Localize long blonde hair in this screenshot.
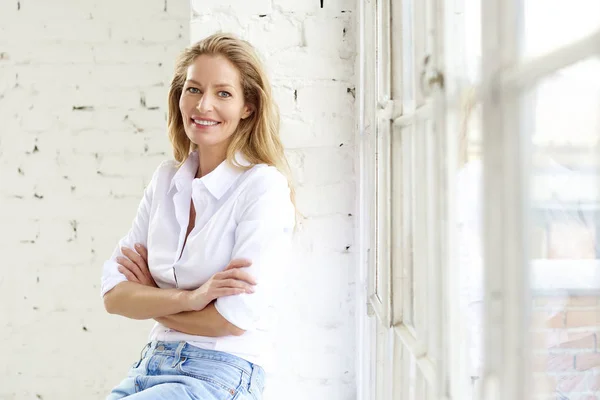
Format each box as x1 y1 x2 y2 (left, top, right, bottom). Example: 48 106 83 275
167 33 296 212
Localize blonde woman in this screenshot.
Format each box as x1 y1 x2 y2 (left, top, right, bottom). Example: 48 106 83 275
101 33 296 400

┄┄┄┄┄┄┄┄┄┄

WHAT THE EXERCISE ASKS:
How many of the lines above contain "screenshot"? Give the number by itself.

OUTPUT OF THE TASK:
2